# TAREAS POR HACER:
A) En el texto sobre la Ley General de Amnistía, ¿por qué la ley es "un feo parche"? Contesta en una a tres oraciones.
B) Di si cada frase coincide con el texto sobre la Ley General de Amnistía. Responde sí o no y cita las palabras del texto que lo deciden. (i) El Senado aprobó la ley un lunes. (ii) El autor rechaza de entrada liberar a personas presas por aborto. (iii) Marzo fue el mes más violento de la administración actual.
C) Repite sin cambiar nada el fragmento del texto sobre la Ley General de Amnistía que empieza con las palabras "El Senado de" y termina con "cosas se tuercen.".

# TEXTO EXTRAÍDO:
El Senado de la República aprobó este lunes la Ley General de Amnistía, una iniciativa con la que pretende regresar a las calles a más de cinco mil personas que supuestamente están en prisión de manera injusta.
La ley, en el papel, suena razonable. Es cierto que México tiene una sobrepoblación carcelaria grave y es cierto que hay centenares de personas a las que no se les respetó su derecho al debido proceso. No rechazaría, a botepronto, la liberación de personas encarceladas por el delito de aborto, o los llamados “presos políticos”, por ejemplo.
Desafortunadamente, la ley no existe en una burbuja y debe ser evaluada en su contexto. Ahí es donde las cosas se tuercen.
En primer lugar, la ley no soluciona nada de fondo y por lo tanto es un feo parche, una solución temporal, en el mejor de los casos. Las causas que llevaron a delinquir a las personas beneficiarias de la amnistía siguen ahí. La falta de apego a derecho y al debido proceso por parte de las autoridades judiciales y policíacas sigue ahí. La influencia e injerencia de los grupos criminales entre la población vulnerable sigue ahí. Así que sí, aunque el Senado insista en que las acciones de estas personas “no ponen en evidencia la intención de volver a delinquir”, la realidad es que el tablero está cargado en su contra.
Segundo, no hay confianza en el proceso de criba para elegir quienes salen y cómo van a distinguir a esas personas “obligadas a cometer delitos contra la salud, posesión y tráfico de drogas”. Toda la redacción me suena bastante a darle un salvoconducto a los pequeños traficantes y distribuidores de los cárteles para que vuelvan a las calles. Esto, en un contexto en el que apenas el mes pasado (Marzo) fue el más violento de la presente administración (3,078 asesinatos, de acuerdo con las cifras del Secretariado Ejecutivo del Sistema Nacional de Seguridad Pública), pues como que no me cuadra.

# ENTRADAS RECIBIDAS:
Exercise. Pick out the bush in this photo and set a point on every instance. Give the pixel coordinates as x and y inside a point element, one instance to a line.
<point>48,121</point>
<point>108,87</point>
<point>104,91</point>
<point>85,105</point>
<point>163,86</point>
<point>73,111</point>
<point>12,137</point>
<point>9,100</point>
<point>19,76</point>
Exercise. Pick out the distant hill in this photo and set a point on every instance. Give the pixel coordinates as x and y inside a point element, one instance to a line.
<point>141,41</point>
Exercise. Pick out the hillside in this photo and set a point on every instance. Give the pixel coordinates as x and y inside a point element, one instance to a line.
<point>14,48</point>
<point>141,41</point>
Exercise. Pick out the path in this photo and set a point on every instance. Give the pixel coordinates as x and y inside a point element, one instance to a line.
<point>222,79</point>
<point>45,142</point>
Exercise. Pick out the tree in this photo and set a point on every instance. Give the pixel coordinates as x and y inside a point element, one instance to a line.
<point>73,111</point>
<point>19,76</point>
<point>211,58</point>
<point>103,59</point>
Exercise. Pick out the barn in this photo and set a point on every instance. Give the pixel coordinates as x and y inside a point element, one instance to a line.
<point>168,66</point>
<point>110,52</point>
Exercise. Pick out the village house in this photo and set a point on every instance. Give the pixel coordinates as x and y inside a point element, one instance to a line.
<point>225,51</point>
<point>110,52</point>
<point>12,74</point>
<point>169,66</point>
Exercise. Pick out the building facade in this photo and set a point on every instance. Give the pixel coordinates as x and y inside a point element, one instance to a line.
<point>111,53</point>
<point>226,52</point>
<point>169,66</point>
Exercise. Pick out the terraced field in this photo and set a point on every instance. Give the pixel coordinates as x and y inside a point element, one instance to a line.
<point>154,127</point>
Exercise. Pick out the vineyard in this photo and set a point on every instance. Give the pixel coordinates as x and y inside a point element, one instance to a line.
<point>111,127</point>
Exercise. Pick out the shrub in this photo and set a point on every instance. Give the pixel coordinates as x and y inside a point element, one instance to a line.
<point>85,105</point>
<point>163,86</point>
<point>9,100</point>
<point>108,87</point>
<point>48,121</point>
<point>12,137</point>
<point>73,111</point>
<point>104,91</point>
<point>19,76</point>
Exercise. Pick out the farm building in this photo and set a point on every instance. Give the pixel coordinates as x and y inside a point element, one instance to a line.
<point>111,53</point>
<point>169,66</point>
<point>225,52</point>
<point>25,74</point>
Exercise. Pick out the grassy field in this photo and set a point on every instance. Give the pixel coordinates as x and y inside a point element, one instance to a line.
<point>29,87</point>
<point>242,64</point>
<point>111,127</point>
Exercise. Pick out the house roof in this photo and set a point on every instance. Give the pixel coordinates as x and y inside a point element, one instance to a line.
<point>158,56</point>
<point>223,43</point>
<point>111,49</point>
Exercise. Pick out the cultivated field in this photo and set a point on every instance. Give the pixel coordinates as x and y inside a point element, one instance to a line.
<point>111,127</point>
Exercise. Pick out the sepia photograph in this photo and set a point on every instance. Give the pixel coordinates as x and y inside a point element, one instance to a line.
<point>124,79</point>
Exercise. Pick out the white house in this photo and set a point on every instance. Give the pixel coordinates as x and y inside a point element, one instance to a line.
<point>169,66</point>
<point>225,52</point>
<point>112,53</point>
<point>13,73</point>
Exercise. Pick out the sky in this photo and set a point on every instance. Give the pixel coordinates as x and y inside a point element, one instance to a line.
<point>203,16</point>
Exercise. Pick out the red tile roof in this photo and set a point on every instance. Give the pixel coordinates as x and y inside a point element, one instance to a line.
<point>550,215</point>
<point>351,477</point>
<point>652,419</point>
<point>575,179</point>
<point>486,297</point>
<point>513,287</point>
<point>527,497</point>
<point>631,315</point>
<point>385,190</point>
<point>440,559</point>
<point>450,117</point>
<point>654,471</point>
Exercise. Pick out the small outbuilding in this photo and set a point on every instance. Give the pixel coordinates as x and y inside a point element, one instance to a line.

# LISTA DE RESPUESTAS:
A) Porque la ley no soluciona nada de fondo. Las causas que llevaron a delinquir a los beneficiarios siguen ahí, igual que la falta de apego a derecho y al debido proceso por parte de las autoridades judiciales y policíacas y la influencia de los grupos criminales entre la población vulnerable.

B)
(i) Sí: "El Senado de la República aprobó este lunes la Ley General de Amnistía".
(ii) No: "No rechazaría, a botepronto, la liberación de personas encarceladas por el delito de aborto".
(iii) Sí: "apenas el mes pasado (Marzo) fue el más violento de la presente administración".

C)
El Senado de la República aprobó este lunes la Ley General de Amnistía, una iniciativa con la que pretende regresar a las calles a más de cinco mil personas que supuestamente están en prisión de manera injusta.
La ley, en el papel, suena razonable. Es cierto que México tiene una sobrepoblación carcelaria grave y es cierto que hay centenares de personas a las que no se les respetó su derecho al debido proceso. No rechazaría, a botepronto, la liberación de personas encarceladas por el delito de aborto, o los llamados “presos políticos”, por ejemplo.
Desafortunadamente, la ley no existe en una burbuja y debe ser evaluada en su contexto. Ahí es donde las cosas se tuercen.